#### Working data

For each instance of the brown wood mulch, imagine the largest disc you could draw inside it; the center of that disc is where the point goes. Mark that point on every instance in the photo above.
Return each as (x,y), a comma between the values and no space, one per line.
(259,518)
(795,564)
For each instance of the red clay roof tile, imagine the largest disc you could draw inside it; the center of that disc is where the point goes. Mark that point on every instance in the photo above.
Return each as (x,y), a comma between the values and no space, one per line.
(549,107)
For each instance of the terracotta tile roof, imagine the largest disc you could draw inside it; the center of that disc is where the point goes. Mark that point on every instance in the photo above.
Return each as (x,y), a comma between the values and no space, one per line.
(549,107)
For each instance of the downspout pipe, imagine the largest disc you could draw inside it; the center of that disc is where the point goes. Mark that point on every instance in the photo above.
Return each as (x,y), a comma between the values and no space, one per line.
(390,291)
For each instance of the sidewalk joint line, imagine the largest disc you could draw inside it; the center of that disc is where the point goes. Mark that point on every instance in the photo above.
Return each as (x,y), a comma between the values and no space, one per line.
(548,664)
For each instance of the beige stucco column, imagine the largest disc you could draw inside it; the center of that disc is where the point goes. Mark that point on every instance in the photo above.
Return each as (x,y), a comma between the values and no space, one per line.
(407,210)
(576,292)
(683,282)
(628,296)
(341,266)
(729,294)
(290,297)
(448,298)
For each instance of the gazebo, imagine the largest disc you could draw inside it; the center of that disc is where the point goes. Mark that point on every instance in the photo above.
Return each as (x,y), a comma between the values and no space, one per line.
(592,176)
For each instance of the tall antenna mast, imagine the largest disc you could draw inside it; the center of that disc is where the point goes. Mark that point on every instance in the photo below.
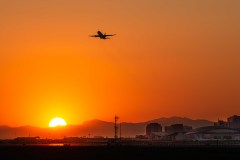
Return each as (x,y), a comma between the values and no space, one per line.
(116,127)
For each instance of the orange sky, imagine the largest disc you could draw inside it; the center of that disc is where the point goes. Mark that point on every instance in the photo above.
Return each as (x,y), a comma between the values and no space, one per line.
(168,58)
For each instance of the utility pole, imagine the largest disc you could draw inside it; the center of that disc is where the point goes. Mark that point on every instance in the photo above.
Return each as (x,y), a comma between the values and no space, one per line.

########

- _Your objective_: Can you rewrite all of the records above, changing every "photo" to "image" and keeping everything else the same? Leave the pictures out of your answer.

- _Solution_:
For each instance of the brown wood mulch, imagine the largest disc you could draw inside it; the center of that disc is where the point goes. Mark that point on every instance in the image above.
Return each as (x,y), a comma between the values and no space, one per line.
(259,518)
(795,564)
For each instance of the red clay roof tile, imagine the largest disc you could draw inside it; the center of that disc is where the point goes. Mark that point on every instance in the image above.
Return each as (x,y), a comma between the values and no space, one per line.
(549,107)
For each instance of the terracotta tile roof, imagine the largest disc you could draw inside it; the center of that disc is where the point goes. Mark that point on every instance in the image above.
Return each as (x,y), a comma between the values and no space, one per line.
(549,107)
For each instance of the downspout pipe, imagine the largest disc you could draw inside it; the center of that disc is where the point goes. Mark that point on every instance in the image above.
Return each as (x,y), a comma between the values and no space, one per line.
(390,291)
For each instance of the sidewalk joint line, imagine the largest disc you could draw inside it; the center of that disc is where the point goes. Mark that point on every instance in the image above.
Return each as (x,y), a comma between the values and no space, one per line.
(548,664)
For each instance of the beige stucco column, imagine the largest disc you could draw inside it; the center of that disc is where the point goes. Mark that point on every instance in the image above.
Return each as (x,y), a comma between the values and no space, one per line.
(407,210)
(576,292)
(683,282)
(628,296)
(341,266)
(729,294)
(290,297)
(448,298)
For each instance of the gazebo, imagine the largest disc you could draw inside it; the center of that disc is where the point goes. Mark that point on every instance in the image above.
Return each as (x,y), a comma between the values and no space, one per line.
(592,176)
For each instance of the tall antenna mast, imagine the largest disc you could draw inside it; the center of that disc is where the point goes. Mark that point on every instance in the image below.
Return each as (x,y), a comma between the values and no space, one per line.
(116,127)
For each instance of the orange sky, imagine the largest disc you could draw inside it; the center of that disc is where the point goes. Mark that point on every instance in the image above.
Return each as (x,y), a comma between the values and no space, one per line.
(168,58)
For each instance of the utility pole, imagine the largest disc you could draw inside it; the center of that disc is where the point goes. Mark that point on every instance in the image above.
Return each as (x,y), a comma between the values and no space, one per line.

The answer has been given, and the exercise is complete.